[Location annotation dataset excerpts]
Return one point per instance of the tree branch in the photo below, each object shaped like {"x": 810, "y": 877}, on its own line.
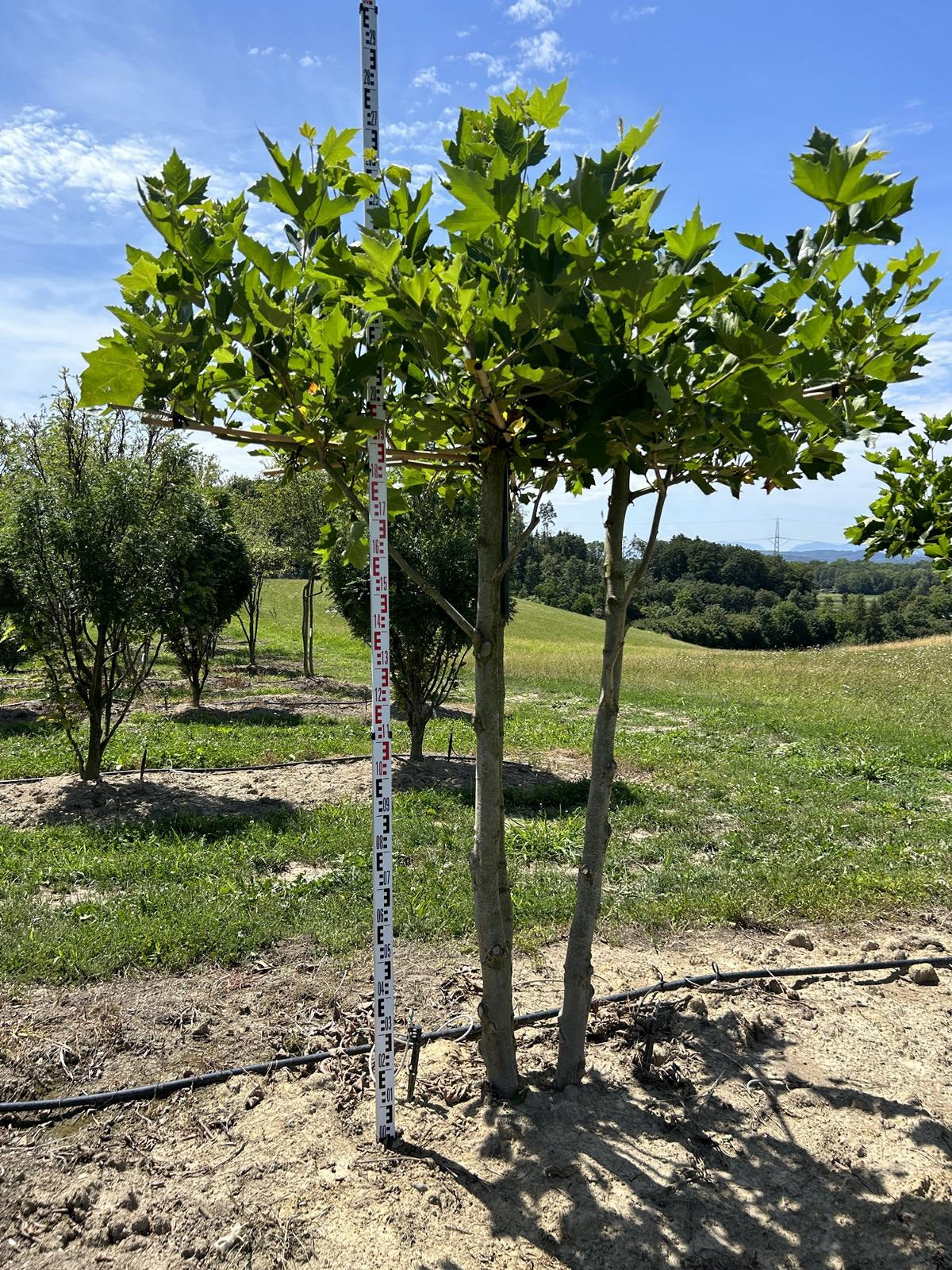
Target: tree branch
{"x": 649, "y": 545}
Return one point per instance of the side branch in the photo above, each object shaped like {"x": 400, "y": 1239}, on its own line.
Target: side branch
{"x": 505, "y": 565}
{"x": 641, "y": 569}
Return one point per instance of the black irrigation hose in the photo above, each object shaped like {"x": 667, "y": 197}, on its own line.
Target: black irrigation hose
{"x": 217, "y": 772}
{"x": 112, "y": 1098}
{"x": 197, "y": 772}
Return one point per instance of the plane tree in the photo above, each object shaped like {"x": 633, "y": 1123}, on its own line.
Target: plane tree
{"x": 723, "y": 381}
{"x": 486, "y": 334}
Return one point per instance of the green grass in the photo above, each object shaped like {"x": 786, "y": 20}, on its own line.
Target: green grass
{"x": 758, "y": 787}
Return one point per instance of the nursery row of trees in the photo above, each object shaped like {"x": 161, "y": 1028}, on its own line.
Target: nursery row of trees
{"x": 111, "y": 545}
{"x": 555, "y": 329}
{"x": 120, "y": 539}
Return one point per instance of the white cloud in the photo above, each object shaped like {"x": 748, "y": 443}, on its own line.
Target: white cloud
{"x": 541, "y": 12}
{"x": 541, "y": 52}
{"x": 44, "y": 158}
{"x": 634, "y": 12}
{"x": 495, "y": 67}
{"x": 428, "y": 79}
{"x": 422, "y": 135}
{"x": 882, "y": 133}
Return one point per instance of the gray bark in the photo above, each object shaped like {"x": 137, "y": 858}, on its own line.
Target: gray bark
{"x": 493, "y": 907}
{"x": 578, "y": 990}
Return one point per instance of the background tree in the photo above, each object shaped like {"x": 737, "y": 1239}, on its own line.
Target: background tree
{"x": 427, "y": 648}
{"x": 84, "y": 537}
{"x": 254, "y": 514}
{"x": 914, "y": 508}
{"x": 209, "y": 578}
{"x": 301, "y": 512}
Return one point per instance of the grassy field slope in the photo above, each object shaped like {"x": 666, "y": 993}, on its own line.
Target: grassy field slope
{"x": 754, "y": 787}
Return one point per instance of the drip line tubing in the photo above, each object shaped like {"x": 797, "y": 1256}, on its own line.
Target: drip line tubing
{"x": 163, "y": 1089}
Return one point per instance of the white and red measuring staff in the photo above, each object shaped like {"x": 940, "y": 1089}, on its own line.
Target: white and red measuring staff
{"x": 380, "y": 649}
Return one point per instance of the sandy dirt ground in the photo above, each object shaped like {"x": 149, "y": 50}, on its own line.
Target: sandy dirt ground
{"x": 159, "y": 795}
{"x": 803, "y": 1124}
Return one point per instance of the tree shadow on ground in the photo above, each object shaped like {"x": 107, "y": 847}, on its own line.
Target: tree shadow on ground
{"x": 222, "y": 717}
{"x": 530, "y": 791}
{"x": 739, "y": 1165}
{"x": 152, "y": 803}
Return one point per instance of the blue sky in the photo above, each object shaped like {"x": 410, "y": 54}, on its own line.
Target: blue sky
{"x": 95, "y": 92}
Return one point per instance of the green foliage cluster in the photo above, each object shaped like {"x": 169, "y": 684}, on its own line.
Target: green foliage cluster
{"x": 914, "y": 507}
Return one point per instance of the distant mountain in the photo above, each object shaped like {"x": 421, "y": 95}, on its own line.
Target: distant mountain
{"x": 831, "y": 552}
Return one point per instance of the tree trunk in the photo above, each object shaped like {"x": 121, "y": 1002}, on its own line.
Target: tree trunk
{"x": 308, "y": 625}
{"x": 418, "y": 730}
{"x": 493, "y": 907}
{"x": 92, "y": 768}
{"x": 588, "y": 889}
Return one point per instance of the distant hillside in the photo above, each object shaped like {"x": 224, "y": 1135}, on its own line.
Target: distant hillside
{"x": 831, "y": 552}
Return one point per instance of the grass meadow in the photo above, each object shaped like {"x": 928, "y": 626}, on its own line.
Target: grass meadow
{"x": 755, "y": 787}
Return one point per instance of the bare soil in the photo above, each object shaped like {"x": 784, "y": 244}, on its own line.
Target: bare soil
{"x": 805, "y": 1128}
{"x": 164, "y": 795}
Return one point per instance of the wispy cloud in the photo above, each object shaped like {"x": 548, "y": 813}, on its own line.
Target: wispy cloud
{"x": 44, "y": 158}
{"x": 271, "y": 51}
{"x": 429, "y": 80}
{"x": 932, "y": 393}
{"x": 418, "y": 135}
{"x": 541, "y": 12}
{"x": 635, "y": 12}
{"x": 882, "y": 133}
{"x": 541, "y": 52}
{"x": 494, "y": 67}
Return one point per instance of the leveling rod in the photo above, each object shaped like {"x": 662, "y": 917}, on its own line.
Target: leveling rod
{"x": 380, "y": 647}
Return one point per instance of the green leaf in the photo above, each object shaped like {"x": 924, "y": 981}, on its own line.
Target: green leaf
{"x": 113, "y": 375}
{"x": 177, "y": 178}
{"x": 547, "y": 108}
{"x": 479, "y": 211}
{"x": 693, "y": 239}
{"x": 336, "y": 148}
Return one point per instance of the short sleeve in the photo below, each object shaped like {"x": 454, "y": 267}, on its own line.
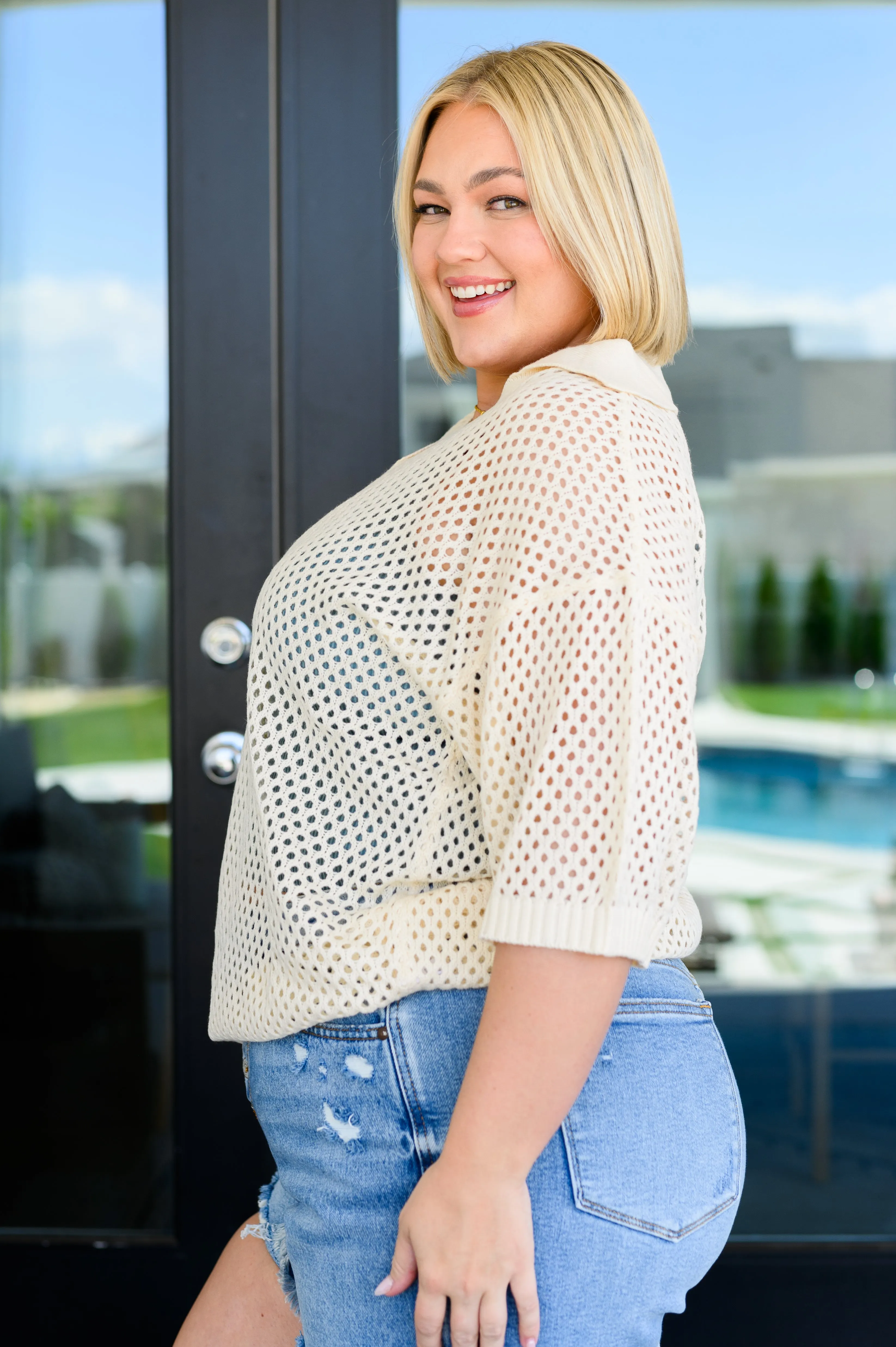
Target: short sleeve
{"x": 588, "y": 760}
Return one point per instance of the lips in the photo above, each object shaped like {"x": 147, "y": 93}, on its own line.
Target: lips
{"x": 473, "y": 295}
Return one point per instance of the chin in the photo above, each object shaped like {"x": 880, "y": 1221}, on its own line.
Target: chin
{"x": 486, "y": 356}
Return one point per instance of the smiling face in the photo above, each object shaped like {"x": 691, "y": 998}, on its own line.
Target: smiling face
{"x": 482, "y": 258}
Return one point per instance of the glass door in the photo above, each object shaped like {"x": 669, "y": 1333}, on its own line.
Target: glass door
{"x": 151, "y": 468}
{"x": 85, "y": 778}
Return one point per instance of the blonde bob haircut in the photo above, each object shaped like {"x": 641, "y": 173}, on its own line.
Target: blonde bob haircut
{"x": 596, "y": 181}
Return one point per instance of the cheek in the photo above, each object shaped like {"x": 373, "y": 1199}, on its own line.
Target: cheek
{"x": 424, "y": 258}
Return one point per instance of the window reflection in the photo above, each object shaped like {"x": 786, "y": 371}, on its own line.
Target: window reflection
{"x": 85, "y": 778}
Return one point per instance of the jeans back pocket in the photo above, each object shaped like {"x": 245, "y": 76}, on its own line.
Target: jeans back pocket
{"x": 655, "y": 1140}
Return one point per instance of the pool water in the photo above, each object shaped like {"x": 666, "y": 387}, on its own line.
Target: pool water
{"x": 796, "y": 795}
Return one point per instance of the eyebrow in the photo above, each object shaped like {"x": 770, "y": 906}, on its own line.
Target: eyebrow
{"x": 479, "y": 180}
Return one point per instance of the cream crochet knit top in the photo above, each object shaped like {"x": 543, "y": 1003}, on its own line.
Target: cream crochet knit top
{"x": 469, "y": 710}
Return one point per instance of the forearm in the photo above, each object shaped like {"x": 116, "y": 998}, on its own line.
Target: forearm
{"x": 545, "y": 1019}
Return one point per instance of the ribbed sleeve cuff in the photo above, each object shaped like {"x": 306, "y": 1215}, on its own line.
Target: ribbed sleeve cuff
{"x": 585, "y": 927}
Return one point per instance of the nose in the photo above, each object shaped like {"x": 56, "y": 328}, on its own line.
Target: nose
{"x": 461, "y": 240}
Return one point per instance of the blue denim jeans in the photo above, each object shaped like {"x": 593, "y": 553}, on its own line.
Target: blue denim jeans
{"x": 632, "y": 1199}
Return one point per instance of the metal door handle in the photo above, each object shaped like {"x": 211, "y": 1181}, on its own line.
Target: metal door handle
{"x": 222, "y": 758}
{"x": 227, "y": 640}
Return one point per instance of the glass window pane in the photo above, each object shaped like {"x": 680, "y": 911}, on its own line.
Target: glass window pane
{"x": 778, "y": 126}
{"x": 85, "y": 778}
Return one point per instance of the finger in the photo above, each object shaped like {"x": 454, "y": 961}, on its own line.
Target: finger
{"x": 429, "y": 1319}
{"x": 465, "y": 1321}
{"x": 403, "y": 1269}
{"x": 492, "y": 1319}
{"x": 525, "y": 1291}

Problem to solve: Take the lines above from the one holding "Return one point per instance of the blue denim" to the last and output them exactly.

Result:
Return one point per instance of the blue denim jeans in the photo above, each object shaped like {"x": 593, "y": 553}, on its own line.
Target: blue denim jeans
{"x": 632, "y": 1199}
Return one point per instance of the metal door handle in the photo above, each object shaped like {"x": 211, "y": 1181}, on its own line.
Target: metal door handle
{"x": 222, "y": 758}
{"x": 227, "y": 640}
Return one point per instance of the glass window pane in the photo above, each object shaped like {"x": 680, "y": 911}, on its own line.
Target: glass window pane
{"x": 778, "y": 126}
{"x": 85, "y": 778}
Return one point per instance of the finger in the photo above, each object shaped like {"x": 454, "y": 961}, on its own line.
Target: finger
{"x": 429, "y": 1319}
{"x": 465, "y": 1321}
{"x": 403, "y": 1269}
{"x": 492, "y": 1319}
{"x": 525, "y": 1291}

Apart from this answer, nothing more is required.